Written tasks –
1. In the passage on the debate between Booker T. Washington and W.E.B. DuBois, what name did DuBois give to the small core group of college-educated Negroes he wanted to lead the mass?
2. Continue the passage on the debate between Booker T. Washington and W.E.B. DuBois, starting after its last sentence.

====== Passage

By K.W. Lee
At the dawn of the last century, two leaders of the freed slaves were engaged in a great debate over the correct path toward attaining freedom, equality and justice in the harsh Jim Crow era.
Booker T. Washington (1856-1915) — the most powerful black leader of his time — preached detente, accommodation and self-improvement, while W.E.B. DuBois (1868-1963) — the towering black intellectual — advocated political action and civil rights struggles, leading to the establishment of the National Association for the Advancement of Colored People (NAACP).
In arguing for social and political changes, DuBois called for a small core group of college-educated Negroes — what he called the “Talented Tenth” — to lead the mass out of the “contamination and death of the worst.” And his fighting philosophy resonated in the civil rights movement of the 1950s and 1960s.

============
====== Stored rows

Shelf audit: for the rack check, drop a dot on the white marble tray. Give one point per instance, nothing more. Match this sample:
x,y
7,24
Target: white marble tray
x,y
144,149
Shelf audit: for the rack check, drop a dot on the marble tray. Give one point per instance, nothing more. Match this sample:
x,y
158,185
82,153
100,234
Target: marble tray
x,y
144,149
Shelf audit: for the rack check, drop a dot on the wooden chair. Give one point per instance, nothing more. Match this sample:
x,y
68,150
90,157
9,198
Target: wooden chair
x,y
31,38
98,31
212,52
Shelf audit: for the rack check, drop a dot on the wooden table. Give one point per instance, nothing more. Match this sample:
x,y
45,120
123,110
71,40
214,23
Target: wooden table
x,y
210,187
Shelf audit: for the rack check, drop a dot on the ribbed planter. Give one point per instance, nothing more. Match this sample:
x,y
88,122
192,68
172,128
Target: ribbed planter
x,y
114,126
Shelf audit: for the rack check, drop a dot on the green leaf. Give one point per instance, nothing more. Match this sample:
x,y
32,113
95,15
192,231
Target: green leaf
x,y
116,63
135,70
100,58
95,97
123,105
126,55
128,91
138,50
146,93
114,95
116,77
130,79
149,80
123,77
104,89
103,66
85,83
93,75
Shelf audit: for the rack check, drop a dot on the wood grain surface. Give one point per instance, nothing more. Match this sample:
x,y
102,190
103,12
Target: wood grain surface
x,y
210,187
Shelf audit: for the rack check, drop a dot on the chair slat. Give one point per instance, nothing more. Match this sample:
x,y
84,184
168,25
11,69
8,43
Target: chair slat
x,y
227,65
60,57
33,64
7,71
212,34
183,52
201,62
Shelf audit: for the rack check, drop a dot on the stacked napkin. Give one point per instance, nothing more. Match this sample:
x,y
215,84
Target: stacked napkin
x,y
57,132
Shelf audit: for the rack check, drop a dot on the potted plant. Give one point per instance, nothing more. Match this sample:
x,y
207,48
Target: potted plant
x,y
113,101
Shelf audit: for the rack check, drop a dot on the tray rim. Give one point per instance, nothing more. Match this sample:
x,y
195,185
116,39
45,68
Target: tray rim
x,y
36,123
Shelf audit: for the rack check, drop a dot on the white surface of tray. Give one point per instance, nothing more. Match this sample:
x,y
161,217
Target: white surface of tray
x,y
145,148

============

Answers to the tasks –
1. The "Talented Tenth."

2.
In stark contrast, since our fiery siege in 1992, when the multicultural Los Angeles exploded with anger over injustice and years of economic oppression, there has been neither dialogue nor debate among or within the disparate Asian American communities, the pronouncedly fractious Korean community in particular. And, as if we need reminding, Koreans were the only minority group singled out for destruction in the spring of 1992, thanks to a media-fanned race conflict that pitted blacks and Koreans against each other.
In their century-old diaspora in the New World, Korean immigrants have proven to be individually hardy, productive and even heroic, but collectively divisive, powerless and invisible to the outside world.
Today’s Koreatowns, though outwardly thriving, remain ever vulnerable to flashpoints in the escalating interethnic tensions in the volatile urban centers. The next fire is just around the corner — no ifs or buts — if our past experiences prove any indication at all.
It was in the mid-1970s, in the aftermath of the 1965 Watts Rebellion, I began hearing a series of rumbles in the black papers in New York and South Central Los Angeles about the “invasion” of Korean merchants in their ‘hoods. That’s partly why I left my daily newspaper job in Sacramento in 1979 and settled in Los Angeles’ Koreatown to start Koreatown Weekly, the first national English-language publication for the emerging Korean American community.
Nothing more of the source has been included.